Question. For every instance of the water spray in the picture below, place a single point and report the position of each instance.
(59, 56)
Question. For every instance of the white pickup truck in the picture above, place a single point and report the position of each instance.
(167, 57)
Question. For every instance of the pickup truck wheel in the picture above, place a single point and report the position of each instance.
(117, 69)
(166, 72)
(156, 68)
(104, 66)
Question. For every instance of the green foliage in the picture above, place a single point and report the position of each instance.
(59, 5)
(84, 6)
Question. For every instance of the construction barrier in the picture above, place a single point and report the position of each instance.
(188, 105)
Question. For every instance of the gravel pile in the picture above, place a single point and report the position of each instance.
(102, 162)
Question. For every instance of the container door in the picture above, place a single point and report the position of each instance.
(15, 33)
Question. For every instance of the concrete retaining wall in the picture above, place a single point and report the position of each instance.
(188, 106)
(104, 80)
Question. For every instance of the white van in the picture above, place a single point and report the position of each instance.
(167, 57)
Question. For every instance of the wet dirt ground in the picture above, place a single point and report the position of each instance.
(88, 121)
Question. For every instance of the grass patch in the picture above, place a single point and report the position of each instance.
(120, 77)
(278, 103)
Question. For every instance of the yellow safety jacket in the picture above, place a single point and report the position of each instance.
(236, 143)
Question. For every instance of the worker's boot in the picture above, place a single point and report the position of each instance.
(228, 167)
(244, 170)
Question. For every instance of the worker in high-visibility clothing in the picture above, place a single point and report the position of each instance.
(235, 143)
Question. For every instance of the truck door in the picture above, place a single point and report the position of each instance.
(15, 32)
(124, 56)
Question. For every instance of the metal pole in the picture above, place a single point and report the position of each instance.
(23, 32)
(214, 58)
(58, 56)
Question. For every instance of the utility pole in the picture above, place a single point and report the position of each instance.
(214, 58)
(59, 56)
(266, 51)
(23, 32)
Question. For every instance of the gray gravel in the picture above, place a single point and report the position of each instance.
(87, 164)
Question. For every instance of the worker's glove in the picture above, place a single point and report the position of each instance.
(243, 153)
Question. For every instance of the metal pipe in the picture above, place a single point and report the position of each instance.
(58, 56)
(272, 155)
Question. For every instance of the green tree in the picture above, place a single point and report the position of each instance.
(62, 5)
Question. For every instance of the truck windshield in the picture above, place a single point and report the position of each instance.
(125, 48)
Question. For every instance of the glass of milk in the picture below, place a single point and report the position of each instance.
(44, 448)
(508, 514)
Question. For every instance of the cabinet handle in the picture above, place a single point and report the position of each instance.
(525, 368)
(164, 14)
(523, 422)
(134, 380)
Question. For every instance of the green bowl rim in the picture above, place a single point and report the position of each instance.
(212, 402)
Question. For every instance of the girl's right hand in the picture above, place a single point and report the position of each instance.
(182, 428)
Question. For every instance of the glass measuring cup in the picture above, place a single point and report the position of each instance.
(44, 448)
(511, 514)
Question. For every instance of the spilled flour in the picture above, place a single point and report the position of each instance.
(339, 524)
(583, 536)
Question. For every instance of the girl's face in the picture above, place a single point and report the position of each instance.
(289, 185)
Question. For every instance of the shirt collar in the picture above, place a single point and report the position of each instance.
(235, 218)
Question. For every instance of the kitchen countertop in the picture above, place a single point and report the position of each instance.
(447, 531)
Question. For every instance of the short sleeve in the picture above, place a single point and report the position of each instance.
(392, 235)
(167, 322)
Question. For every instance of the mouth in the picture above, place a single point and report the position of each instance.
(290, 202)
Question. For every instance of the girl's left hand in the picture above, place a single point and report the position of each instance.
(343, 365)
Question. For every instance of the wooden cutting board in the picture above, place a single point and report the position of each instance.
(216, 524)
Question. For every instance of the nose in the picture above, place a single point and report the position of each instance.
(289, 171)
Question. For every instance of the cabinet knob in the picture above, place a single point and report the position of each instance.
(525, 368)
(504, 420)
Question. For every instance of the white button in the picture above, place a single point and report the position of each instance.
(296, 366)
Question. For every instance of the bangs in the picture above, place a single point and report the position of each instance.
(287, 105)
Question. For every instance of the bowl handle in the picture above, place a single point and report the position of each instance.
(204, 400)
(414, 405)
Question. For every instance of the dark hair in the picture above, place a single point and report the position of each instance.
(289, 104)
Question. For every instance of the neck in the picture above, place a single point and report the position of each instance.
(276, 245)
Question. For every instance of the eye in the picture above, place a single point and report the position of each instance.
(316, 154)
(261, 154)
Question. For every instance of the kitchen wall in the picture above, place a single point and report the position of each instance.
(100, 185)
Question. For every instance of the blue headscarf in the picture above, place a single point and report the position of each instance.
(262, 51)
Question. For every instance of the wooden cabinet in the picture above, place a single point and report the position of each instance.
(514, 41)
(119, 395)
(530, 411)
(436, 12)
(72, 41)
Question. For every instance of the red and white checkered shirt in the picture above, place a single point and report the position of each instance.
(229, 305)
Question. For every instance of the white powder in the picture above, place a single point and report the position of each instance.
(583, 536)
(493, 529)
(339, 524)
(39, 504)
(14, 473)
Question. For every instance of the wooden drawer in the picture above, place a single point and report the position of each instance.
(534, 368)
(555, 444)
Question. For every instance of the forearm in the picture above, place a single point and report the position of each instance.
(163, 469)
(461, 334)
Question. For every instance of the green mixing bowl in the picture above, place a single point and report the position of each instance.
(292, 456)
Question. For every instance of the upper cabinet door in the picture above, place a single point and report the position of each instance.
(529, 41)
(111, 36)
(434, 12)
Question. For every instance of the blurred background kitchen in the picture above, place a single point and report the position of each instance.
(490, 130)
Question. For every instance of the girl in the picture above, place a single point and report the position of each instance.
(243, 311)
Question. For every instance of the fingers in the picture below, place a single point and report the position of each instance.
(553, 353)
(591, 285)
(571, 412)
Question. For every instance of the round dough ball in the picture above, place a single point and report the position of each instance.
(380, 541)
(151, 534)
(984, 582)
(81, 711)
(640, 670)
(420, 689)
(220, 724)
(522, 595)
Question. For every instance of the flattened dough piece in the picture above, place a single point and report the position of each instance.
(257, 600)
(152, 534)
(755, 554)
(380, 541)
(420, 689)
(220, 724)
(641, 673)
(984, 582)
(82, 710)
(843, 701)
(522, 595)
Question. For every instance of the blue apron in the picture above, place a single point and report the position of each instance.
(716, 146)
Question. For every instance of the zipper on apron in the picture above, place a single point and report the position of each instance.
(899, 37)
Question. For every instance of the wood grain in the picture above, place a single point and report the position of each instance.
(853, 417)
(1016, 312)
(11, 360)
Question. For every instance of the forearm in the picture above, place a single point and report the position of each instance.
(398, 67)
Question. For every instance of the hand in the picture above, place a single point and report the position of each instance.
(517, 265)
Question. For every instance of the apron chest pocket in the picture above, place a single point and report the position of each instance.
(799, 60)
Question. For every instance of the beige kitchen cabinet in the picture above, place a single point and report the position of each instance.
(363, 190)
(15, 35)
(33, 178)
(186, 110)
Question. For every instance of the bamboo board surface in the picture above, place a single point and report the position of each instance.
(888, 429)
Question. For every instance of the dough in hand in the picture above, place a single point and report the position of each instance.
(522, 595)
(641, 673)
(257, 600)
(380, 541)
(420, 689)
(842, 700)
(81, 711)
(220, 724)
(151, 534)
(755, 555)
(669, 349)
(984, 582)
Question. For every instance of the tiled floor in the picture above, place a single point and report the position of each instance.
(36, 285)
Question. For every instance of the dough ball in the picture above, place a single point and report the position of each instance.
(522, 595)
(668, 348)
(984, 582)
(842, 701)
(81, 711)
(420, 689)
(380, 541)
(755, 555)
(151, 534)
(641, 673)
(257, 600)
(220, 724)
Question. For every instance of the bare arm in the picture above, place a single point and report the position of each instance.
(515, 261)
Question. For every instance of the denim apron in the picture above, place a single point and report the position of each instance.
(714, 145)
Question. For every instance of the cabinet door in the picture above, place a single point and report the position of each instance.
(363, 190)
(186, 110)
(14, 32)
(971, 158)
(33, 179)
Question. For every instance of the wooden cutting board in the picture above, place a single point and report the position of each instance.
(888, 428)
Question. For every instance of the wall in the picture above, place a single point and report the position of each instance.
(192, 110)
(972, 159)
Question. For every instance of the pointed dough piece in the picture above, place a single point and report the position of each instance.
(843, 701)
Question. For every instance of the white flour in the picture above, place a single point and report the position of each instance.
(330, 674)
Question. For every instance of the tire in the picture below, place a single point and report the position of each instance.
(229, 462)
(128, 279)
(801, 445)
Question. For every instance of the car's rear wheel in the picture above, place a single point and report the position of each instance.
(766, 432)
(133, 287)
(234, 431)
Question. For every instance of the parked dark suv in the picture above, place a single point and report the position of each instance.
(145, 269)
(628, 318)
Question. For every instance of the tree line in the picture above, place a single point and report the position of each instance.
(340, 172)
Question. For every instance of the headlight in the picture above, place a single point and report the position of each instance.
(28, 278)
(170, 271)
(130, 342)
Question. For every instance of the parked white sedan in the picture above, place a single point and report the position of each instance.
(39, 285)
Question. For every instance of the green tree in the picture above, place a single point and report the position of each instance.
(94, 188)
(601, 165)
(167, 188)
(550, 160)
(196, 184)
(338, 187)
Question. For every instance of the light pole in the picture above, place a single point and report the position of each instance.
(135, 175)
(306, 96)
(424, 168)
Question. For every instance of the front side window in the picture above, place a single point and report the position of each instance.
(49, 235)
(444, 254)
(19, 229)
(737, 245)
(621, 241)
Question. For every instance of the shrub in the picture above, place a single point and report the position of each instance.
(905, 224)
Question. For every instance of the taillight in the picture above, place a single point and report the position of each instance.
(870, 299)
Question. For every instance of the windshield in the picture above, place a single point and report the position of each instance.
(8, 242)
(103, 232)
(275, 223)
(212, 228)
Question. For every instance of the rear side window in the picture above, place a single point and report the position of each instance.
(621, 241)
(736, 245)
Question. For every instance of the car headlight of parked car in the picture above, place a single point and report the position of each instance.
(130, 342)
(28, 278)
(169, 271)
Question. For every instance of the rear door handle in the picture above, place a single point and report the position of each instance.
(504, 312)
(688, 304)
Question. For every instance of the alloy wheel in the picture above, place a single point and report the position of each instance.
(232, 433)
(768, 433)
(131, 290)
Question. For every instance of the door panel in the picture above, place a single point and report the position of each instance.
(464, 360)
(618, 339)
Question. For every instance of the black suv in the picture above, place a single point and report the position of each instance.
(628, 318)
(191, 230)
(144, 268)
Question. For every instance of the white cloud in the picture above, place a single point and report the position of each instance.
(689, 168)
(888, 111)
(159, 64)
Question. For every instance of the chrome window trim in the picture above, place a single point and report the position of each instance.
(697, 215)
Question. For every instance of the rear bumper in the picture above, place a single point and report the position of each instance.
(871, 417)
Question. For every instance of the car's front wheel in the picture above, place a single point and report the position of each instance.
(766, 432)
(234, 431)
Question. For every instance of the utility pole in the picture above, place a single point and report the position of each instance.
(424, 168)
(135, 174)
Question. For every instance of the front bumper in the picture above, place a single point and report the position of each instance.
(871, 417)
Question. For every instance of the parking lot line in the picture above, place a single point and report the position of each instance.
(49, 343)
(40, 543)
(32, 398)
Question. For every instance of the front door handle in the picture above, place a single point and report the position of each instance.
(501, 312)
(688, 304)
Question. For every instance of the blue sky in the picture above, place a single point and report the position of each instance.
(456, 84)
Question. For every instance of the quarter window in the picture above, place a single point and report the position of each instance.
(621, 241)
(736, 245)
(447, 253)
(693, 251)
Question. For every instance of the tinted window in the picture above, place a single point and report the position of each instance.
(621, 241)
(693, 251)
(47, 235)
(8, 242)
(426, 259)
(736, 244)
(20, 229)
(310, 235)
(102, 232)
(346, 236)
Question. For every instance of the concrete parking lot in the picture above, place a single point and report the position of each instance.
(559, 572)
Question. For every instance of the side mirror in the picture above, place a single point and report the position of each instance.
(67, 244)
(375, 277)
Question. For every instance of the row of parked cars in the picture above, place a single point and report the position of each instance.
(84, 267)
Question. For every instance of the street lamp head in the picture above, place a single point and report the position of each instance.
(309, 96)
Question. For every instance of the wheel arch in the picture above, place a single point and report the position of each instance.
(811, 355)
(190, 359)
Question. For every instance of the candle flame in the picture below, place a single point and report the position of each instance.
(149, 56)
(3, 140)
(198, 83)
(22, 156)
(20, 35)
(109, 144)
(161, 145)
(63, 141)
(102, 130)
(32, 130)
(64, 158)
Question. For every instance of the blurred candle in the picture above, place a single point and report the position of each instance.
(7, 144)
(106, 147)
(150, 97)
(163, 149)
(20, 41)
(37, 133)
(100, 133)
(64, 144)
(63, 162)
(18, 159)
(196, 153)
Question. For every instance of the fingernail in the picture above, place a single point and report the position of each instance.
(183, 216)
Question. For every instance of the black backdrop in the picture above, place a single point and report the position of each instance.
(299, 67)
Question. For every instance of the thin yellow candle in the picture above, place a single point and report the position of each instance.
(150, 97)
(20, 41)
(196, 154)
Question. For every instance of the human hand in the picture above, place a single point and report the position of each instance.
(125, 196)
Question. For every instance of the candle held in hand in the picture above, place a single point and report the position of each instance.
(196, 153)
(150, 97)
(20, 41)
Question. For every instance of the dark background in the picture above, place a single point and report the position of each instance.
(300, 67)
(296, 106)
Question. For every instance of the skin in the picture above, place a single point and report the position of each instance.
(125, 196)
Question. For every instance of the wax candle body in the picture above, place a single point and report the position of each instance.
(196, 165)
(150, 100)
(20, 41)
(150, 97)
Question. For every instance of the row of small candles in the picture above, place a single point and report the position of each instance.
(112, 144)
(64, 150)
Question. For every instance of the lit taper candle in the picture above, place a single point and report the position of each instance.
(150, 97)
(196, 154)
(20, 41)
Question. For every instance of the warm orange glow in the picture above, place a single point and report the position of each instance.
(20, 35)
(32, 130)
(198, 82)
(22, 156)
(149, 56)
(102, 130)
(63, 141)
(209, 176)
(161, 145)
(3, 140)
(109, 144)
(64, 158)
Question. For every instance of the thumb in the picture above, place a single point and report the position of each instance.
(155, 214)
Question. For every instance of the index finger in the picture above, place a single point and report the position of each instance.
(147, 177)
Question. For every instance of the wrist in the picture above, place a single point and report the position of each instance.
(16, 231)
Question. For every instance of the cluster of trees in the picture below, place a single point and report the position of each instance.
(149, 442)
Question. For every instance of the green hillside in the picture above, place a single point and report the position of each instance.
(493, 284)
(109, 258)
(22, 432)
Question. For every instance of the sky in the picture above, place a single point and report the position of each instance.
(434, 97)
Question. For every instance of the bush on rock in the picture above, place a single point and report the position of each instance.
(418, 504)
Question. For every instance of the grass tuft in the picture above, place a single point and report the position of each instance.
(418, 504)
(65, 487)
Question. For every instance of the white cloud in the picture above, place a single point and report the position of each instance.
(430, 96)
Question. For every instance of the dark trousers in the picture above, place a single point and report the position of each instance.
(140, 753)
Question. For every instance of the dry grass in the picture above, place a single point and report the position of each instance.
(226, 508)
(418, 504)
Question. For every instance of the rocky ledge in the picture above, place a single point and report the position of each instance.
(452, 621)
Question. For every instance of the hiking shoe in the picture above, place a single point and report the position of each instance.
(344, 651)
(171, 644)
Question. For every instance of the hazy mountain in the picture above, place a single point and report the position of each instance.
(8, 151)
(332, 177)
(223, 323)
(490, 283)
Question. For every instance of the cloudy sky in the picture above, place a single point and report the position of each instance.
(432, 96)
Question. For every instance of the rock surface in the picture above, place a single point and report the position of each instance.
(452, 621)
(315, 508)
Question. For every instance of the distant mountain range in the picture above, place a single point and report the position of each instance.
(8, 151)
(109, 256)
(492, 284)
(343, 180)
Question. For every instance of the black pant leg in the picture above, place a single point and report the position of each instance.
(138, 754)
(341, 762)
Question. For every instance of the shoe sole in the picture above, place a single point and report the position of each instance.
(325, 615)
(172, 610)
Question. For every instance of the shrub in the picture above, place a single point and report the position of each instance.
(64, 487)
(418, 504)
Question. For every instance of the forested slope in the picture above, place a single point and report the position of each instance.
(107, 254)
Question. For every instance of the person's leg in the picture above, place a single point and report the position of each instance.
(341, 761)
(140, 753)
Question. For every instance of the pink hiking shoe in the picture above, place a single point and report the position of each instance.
******
*Problem details:*
All lines from the one containing "Question. For every instance of the cloudy" through the end of the records, both ends included, are to be quoted exactly; please add nothing else.

*Written response:*
Question. For every instance of the cloudy sky in the picture above, place a single point and report the position of each instance.
(432, 96)
Question. For every instance of the rock surface in the picture above, place a single point and report the position of each instance.
(452, 621)
(315, 508)
Question. For every instance of the distant mountain range in the picture above, place a single point and report the position of each instance.
(8, 151)
(109, 256)
(492, 284)
(343, 180)
Question. For every instance of the black pant leg in the picture above, place a single point and report the position of each instance.
(138, 754)
(341, 762)
Question. For every instance of the shoe sole in the picture above, place a single point and report the position of each instance.
(325, 615)
(172, 610)
Question. For every instance of the shrub in the picture above, place a single point and report the position of each instance.
(64, 487)
(418, 504)
Question. For every instance of the forested slope in the picture above, place a single point and report the position of each instance.
(107, 254)
Question. For every instance of the person's leg in the picture above, place a single point and report the position of each instance.
(341, 761)
(140, 753)
Question. For every instance of the pink hiking shoe in the picture above, place a single point and report the position of each instance.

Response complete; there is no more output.